Exercise directions:
The reply should return the data in full, exactly as written.

::::::::::

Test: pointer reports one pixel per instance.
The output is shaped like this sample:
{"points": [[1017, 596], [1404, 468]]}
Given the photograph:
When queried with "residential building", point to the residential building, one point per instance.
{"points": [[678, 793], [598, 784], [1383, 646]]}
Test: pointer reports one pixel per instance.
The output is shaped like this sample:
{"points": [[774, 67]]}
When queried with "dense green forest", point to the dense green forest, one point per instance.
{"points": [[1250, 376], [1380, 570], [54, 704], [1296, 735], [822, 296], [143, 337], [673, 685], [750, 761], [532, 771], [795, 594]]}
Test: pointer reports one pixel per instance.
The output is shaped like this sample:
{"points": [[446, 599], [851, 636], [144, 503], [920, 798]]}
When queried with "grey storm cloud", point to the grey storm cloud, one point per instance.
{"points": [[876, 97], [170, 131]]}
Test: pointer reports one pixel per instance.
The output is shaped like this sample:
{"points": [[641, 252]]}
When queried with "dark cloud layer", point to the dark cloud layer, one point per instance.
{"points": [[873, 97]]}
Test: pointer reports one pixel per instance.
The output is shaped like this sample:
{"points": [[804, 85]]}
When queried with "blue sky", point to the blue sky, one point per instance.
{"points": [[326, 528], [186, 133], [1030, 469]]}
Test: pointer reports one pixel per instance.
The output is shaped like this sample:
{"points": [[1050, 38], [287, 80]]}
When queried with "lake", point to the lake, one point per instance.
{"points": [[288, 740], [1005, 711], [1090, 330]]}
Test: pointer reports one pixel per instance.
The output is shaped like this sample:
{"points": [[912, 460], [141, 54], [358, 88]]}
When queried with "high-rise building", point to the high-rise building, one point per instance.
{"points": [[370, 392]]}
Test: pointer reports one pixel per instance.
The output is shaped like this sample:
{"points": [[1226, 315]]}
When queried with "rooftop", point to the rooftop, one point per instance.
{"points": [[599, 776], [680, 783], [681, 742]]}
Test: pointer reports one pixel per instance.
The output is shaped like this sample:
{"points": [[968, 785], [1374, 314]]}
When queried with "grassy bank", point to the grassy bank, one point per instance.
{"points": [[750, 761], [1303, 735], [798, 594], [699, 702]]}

::::::::::

Exercise response:
Test: pointer reports one pixel per instance.
The output is shaped like this sample:
{"points": [[1017, 596], [1404, 468]]}
Given the photograph:
When queried with "residential building", point to the residential building, one point per instance.
{"points": [[678, 793], [598, 784], [1383, 646]]}
Test: pointer reports one pixel per instance.
The output is shaped like this sample:
{"points": [[774, 67]]}
When queried with "dense green forest", point to the dense green forest, one point per instance.
{"points": [[1250, 376], [1380, 570], [54, 704], [1296, 735], [822, 296], [143, 337], [673, 685], [750, 761], [532, 771], [795, 594]]}
Test: pointer reports one pixel per instance.
The output is shaped like this sample:
{"points": [[446, 599], [851, 636], [144, 503], [920, 798]]}
When queried with "grey storm cloud", point to the grey storm cloud, one point per instance.
{"points": [[876, 97], [170, 131]]}
Test: pointer reports one pixel per instance.
The output is shaped like this sample:
{"points": [[641, 252]]}
When queried with "dark cloud layer", point to the dark cloud layer, one point per instance.
{"points": [[873, 97]]}
Test: pointer reports one pixel per instance.
The output is shaped like this sample:
{"points": [[804, 85]]}
When queried with "blue sky", point to the blue sky, one point per instance.
{"points": [[326, 528], [186, 133], [1030, 469]]}
Test: pointer reports one pixel per instance.
The output is shaped like this sample:
{"points": [[1050, 38], [287, 80]]}
When queried with "lake", point to the lake, one point per instance.
{"points": [[288, 740], [1005, 711], [1090, 330]]}
Test: pointer reports one pixel per instance.
The output is shaped like this sample:
{"points": [[912, 460], [141, 54], [358, 88]]}
When queried with "high-rise building", point to the high-rise building, one point per instance.
{"points": [[370, 392]]}
Test: pointer reports one pixel per instance.
The output is shaped like this sample:
{"points": [[1226, 315]]}
When queried with "rooftop", point to the rooftop, one point per instance.
{"points": [[599, 776], [680, 783], [681, 742]]}
Test: pointer reports one pixel per instance.
The output is shaped like this sample:
{"points": [[968, 785], [1374, 314]]}
When queried with "grassy bank", point to the grassy bank, one point per instance.
{"points": [[750, 761], [1303, 735], [798, 594], [699, 702]]}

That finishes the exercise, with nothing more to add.